As transphobes’ inertia compels them to circle around the issue of banning books like vultures over carrion, it seems to me this conversation doesn’t just encourage ignorance in children. It reinforces children’s total subordination to their parents, even if their parents are stupefied by Google searches.

The consequence of that total subordination is that children’s rights are vague. Canada ratified the UN Convention on the Rights of Children in 1991, a treaty that lays out the rights of children. Article 3 of the treaty emphasizes that adults should have the best interests of children in mind when making decisions that could affect them. Meanwhile, Article 12 states that children’s views and opinions should be respected and taken into account.

These are nice sentiments. However, not only are there times when what adults think is best for children conflicts with a child’s opinions, as far as I can see these articles do not materialize in ways that actually give children more control over their own lives.

Canada’s approach to children’s rights leaves much of children’s lives in the total control of their parents, with stipulations across provinces’ legislation and even across sectors like health-care and education as to when minors’ rights supersede their parents’ will.

Across Canada, the mature minor doctrine states parents’ entitlement to make decisions on their child’s behalf may be nullified when a minor is “sufficiently mature” to the point where they can give informed consent.

For example, in B.C., the Infants Act enables health-care providers to administer care without parental consent if the health-care provider deems the minor understands the treatment and its outcomes. In Manitoba, trans minors are allowed to change their sex designation on their birth certificate if they are “able to appreciate” the nature of the treatment and its “consequences.” However, minors’ applications to change their name still must be filed by a legal guardian.
= = =
- [Directions for this task]
Answer these about the children's rights piece above:
(a) In what year did Canada ratify the UN Convention on the Rights of Children?
(b) Which article of that treaty says children's views and opinions should be respected and taken into account?
(c) In Manitoba, who must file a minor's application to change their name?
= = =
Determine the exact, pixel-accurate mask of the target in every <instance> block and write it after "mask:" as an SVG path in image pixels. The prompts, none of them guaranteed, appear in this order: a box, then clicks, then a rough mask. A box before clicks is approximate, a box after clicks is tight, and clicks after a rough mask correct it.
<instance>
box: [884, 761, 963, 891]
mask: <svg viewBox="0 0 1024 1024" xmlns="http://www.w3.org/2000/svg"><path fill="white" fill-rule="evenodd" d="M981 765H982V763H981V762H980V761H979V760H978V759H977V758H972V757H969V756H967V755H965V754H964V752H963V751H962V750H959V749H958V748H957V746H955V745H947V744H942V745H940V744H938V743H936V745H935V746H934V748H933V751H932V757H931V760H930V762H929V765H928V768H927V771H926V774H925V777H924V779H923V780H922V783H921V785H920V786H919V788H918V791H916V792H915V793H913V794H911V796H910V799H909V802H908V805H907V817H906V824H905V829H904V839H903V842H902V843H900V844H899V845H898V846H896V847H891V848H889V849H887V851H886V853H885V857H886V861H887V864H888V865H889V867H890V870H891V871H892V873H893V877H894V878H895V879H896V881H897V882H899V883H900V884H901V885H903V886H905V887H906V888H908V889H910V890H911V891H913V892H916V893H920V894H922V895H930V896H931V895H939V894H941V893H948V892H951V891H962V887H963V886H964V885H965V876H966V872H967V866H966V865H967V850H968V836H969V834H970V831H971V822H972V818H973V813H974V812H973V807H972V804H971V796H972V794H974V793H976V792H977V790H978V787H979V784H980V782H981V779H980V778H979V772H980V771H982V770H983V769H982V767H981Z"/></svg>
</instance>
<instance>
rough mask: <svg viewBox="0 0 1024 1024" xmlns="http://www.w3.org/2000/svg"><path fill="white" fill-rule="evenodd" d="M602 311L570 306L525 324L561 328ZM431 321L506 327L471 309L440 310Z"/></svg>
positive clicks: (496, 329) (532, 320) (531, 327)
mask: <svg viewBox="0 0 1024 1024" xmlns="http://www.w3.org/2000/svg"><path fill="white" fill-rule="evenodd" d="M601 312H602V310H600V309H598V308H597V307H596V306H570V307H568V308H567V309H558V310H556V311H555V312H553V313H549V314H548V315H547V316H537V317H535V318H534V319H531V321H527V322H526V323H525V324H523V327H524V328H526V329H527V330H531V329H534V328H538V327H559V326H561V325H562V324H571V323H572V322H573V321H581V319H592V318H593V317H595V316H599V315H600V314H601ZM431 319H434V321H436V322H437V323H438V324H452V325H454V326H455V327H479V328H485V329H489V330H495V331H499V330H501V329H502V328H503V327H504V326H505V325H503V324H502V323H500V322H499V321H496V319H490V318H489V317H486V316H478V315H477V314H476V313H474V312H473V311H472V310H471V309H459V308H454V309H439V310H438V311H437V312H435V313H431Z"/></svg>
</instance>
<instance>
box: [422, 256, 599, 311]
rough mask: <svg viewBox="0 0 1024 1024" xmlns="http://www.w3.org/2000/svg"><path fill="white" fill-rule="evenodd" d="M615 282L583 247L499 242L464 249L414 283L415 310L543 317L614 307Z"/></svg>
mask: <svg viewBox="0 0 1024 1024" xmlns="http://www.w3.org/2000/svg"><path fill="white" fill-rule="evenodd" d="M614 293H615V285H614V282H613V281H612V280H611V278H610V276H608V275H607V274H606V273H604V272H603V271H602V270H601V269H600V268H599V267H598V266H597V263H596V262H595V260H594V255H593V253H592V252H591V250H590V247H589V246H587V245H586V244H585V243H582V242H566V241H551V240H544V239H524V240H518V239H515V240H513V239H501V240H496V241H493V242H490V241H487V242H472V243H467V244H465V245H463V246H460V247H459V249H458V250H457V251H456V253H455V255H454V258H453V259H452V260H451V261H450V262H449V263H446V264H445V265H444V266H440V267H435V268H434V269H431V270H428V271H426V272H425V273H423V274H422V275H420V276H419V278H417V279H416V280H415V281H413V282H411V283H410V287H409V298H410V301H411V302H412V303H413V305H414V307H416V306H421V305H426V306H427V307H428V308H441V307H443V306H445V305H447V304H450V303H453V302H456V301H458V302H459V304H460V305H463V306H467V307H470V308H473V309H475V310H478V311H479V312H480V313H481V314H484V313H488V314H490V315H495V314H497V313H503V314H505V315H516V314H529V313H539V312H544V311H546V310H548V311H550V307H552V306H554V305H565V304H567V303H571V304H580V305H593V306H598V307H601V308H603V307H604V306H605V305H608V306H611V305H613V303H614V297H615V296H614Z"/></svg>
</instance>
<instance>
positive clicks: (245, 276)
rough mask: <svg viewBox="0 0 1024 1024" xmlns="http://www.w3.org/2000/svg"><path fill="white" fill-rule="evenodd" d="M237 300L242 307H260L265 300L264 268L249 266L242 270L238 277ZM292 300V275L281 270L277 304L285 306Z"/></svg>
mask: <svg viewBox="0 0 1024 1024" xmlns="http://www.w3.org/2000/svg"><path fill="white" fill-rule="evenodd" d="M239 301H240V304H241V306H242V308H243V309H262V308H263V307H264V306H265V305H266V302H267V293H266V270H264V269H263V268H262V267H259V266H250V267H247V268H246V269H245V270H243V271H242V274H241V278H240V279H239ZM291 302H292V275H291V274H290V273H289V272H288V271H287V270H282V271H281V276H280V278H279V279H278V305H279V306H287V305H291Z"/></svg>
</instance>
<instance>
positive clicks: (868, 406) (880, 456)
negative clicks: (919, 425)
= = =
- [Result of the task]
(a) 1991
(b) Article 12
(c) A legal guardian